> [What the task asks]:
Starting at the line that contains "Expected: one point per instance of the white", repeat each line exactly until the records end, keeping both the first and the last.

> [Provided records]:
┏━━
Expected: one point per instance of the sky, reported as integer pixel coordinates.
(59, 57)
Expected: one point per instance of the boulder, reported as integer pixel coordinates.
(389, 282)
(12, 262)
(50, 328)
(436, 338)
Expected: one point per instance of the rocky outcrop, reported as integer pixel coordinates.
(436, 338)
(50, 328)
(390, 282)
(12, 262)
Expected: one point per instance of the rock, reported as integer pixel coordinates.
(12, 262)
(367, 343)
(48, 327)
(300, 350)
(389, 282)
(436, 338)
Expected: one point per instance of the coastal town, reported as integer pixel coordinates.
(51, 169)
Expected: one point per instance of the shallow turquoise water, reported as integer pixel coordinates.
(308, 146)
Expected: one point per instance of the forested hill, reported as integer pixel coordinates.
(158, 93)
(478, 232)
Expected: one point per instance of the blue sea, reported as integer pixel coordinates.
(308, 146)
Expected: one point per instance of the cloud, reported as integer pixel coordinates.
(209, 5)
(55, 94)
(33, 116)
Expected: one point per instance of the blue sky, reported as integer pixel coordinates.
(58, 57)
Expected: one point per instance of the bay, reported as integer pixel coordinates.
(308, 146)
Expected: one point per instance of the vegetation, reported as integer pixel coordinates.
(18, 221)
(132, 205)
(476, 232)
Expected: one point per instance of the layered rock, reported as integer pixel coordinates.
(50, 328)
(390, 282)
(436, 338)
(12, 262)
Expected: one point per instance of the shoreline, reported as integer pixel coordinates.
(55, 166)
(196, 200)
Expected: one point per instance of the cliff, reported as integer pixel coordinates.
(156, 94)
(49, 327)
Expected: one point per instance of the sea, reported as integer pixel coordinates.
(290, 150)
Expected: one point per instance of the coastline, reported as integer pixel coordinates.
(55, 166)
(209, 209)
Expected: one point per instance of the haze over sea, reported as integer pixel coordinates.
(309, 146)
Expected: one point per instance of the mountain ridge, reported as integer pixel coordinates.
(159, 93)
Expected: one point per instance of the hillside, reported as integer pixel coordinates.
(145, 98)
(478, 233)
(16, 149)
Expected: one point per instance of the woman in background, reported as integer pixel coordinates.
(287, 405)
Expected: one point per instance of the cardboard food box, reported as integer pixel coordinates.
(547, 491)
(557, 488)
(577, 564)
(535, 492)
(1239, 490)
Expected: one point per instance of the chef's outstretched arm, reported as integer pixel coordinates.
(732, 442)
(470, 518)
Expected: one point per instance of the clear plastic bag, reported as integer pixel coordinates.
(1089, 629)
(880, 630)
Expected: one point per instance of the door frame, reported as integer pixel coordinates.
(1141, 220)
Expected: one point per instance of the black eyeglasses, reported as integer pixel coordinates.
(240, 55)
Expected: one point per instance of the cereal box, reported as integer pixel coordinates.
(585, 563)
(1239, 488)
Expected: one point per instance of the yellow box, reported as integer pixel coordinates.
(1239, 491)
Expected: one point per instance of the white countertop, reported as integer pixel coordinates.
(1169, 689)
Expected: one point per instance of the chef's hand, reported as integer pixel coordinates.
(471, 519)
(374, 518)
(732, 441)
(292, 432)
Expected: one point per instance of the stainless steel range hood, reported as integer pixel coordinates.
┗━━
> [Solution to this problem]:
Expected: one point per instance of the white countertop, reported as integer pixel coordinates.
(1169, 689)
Expected: one point per instance of the chef's hand, reported as integer pixel coordinates.
(471, 519)
(374, 518)
(732, 441)
(292, 432)
Expected: one point per instance of the stainless steel range hood, reported as integer pixel coordinates.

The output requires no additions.